Records from a collection
══════════
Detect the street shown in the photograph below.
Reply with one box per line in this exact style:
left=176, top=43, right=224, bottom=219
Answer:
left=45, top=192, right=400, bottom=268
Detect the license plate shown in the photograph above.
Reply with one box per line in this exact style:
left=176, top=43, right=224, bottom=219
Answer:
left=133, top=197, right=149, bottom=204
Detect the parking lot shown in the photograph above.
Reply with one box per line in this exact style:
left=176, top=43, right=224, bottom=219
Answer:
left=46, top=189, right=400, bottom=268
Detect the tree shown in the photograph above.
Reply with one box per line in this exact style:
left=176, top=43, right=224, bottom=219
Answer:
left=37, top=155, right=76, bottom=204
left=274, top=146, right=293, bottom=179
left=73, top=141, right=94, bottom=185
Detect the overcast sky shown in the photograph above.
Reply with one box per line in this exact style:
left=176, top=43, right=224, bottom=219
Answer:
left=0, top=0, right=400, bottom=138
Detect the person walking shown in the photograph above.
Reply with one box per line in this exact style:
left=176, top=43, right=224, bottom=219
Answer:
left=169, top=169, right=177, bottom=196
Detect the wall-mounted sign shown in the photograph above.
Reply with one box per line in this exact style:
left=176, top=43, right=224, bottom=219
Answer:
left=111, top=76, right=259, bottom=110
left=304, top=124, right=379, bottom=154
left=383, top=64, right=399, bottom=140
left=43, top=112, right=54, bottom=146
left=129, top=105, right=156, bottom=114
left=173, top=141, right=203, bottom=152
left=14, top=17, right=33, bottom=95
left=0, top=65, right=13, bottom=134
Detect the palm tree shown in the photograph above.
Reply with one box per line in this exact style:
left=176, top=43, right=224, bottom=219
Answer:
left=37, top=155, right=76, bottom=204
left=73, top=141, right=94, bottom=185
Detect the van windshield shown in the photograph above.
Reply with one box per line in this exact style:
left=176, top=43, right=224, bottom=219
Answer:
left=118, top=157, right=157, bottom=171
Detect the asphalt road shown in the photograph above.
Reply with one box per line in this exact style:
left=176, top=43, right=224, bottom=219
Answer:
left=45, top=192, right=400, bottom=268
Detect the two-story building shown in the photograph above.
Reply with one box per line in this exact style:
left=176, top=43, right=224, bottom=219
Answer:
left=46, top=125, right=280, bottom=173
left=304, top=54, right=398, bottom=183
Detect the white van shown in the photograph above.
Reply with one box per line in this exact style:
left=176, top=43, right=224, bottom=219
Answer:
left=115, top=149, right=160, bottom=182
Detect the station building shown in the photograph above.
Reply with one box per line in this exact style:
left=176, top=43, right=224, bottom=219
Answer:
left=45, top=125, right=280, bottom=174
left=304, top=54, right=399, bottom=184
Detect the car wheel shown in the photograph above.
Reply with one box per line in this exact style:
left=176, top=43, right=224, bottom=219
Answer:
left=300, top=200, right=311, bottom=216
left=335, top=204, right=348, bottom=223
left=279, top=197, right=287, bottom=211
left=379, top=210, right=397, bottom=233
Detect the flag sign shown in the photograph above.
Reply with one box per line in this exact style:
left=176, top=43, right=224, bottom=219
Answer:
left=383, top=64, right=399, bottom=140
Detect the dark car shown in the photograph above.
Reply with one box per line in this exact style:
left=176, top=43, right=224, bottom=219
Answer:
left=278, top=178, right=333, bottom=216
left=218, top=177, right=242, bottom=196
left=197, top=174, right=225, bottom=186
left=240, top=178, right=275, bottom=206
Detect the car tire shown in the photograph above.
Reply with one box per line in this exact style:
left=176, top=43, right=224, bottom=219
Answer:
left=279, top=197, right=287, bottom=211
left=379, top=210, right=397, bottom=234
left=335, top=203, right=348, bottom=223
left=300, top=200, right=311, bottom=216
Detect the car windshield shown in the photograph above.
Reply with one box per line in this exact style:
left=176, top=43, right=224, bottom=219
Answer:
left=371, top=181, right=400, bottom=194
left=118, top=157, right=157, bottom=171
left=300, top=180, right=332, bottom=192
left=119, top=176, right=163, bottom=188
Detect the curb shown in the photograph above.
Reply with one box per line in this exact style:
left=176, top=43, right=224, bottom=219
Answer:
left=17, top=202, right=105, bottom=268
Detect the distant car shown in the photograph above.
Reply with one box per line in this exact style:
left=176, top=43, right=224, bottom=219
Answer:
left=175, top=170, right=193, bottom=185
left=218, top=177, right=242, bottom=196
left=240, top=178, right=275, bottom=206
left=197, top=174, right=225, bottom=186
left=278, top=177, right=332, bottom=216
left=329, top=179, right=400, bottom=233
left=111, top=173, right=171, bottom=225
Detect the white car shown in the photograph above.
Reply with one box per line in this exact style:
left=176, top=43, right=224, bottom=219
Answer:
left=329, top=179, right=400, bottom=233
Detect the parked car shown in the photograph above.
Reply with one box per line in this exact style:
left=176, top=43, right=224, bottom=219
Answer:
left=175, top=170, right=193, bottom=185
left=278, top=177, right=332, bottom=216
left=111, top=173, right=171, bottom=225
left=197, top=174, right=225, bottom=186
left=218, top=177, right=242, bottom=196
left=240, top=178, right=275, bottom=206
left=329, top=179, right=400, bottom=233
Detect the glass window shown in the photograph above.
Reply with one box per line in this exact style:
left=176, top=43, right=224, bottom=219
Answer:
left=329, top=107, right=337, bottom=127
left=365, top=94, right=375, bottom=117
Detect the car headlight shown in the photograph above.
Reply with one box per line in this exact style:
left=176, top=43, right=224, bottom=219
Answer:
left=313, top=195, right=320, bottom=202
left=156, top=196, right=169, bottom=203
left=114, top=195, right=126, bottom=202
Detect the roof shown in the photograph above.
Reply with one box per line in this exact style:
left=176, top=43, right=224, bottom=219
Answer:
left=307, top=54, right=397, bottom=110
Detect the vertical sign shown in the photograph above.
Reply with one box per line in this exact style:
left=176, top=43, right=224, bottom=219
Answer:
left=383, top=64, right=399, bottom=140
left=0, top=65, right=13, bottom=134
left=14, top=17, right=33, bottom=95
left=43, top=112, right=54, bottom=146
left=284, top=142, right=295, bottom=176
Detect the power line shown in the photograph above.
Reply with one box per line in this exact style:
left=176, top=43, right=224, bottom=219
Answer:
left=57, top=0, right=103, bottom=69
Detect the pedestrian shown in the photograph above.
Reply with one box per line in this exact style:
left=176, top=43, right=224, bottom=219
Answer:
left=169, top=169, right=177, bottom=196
══════════
Please rewrite the part of the listing that opens with the line containing "Detect the curb" and closes with the line containing "left=365, top=94, right=375, bottom=117", substituting "image" for each "photograph" and leaving everything else unchanged.

Detect the curb shown in the image above.
Reply with one box per line in this exact style:
left=176, top=43, right=224, bottom=219
Answer:
left=17, top=202, right=105, bottom=268
Detect the distant car shown in the image above.
Reply with one box per line in this exact style:
left=176, top=43, right=224, bottom=219
Answer:
left=175, top=170, right=193, bottom=185
left=218, top=177, right=242, bottom=196
left=240, top=178, right=275, bottom=206
left=197, top=174, right=225, bottom=186
left=278, top=177, right=332, bottom=216
left=329, top=179, right=400, bottom=233
left=111, top=173, right=171, bottom=225
Detect the white car shown in the image above.
Reply with one box per line in this exact style:
left=176, top=43, right=224, bottom=219
Answer:
left=329, top=179, right=400, bottom=233
Detect the parked car shown in the image above.
Reply with one box per line in this exact style:
left=176, top=43, right=224, bottom=219
Answer:
left=175, top=170, right=193, bottom=185
left=278, top=177, right=332, bottom=216
left=111, top=173, right=171, bottom=225
left=197, top=174, right=225, bottom=186
left=218, top=177, right=242, bottom=196
left=240, top=178, right=275, bottom=206
left=329, top=179, right=400, bottom=233
Detect the glass window shown in the image above.
Reply with one box per line in this exact style:
left=176, top=43, right=224, bottom=219
Answer:
left=329, top=107, right=337, bottom=127
left=365, top=94, right=375, bottom=117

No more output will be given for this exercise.